**Assignment**: When you reach the line containing "column 690, row 177" in the data below, begin returning lines exactly as written, and stop once the line containing "Reviewer note: confirm that each instance of the horse's mane" has been returned.

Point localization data
◆ ◆ ◆ ◆

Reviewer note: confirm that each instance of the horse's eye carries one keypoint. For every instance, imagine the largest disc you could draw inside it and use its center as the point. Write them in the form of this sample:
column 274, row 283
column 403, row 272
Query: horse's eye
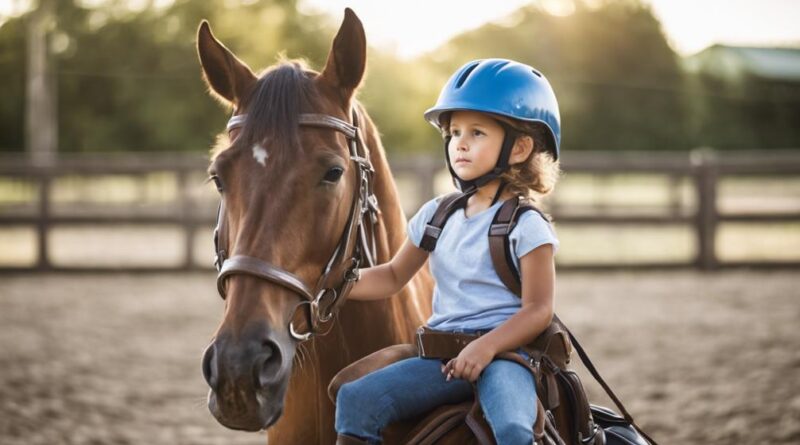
column 334, row 174
column 217, row 183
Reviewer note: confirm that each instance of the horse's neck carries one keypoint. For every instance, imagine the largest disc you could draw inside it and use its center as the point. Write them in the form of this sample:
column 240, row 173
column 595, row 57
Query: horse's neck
column 360, row 328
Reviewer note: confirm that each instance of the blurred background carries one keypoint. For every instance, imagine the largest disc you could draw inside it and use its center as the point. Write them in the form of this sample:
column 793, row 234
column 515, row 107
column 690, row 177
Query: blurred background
column 678, row 212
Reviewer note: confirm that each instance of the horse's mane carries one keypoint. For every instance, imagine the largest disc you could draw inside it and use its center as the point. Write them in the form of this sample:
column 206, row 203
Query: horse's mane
column 278, row 97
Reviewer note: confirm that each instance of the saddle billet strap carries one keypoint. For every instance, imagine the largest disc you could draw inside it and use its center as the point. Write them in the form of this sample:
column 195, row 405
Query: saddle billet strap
column 590, row 366
column 440, row 344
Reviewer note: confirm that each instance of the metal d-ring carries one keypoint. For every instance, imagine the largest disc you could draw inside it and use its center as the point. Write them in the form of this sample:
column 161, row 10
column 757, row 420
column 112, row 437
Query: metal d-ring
column 294, row 333
column 324, row 318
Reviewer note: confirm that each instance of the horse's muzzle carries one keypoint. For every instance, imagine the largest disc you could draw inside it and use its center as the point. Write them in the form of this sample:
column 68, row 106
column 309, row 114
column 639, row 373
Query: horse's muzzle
column 248, row 376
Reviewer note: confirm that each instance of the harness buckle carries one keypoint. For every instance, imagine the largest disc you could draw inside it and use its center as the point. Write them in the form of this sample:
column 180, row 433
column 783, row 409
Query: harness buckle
column 432, row 231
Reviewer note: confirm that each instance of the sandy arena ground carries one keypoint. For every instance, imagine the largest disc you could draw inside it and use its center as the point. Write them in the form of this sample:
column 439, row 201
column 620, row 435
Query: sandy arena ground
column 115, row 359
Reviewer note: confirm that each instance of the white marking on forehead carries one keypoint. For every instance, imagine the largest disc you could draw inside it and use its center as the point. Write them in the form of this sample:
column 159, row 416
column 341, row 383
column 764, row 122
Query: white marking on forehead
column 260, row 154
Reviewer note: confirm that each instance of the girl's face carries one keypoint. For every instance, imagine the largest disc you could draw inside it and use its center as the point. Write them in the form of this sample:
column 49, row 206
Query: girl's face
column 475, row 143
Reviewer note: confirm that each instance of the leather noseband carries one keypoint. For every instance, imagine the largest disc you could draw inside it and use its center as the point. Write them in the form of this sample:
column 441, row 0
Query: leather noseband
column 356, row 245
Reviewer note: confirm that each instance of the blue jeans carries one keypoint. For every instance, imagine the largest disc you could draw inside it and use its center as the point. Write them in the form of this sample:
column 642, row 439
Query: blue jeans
column 411, row 387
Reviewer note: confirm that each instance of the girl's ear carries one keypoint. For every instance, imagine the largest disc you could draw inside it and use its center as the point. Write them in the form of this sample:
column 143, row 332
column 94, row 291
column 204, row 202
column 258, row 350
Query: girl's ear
column 522, row 149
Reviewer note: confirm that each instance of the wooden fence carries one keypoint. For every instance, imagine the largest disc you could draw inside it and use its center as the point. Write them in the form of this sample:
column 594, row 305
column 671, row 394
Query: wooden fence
column 704, row 169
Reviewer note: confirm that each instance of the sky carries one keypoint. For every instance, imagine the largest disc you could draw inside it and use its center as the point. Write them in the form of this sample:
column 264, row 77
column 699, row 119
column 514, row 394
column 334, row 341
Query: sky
column 412, row 27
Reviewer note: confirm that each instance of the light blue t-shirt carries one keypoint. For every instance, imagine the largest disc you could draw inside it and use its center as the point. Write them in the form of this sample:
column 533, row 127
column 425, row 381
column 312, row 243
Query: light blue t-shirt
column 468, row 293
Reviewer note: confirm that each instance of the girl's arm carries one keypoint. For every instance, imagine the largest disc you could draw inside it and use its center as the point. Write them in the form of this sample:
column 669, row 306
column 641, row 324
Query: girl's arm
column 385, row 280
column 538, row 284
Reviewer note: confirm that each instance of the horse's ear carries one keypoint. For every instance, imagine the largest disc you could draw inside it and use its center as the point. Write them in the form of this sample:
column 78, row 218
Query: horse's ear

◆ ◆ ◆ ◆

**Task output**:
column 690, row 177
Query: blurred background
column 678, row 212
Reviewer note: confirm that each instance of the horse's mane carries one keypoint. For every instance, imagine the largest disc you could draw inside it and use its center as the point. Write them in the form of this sample:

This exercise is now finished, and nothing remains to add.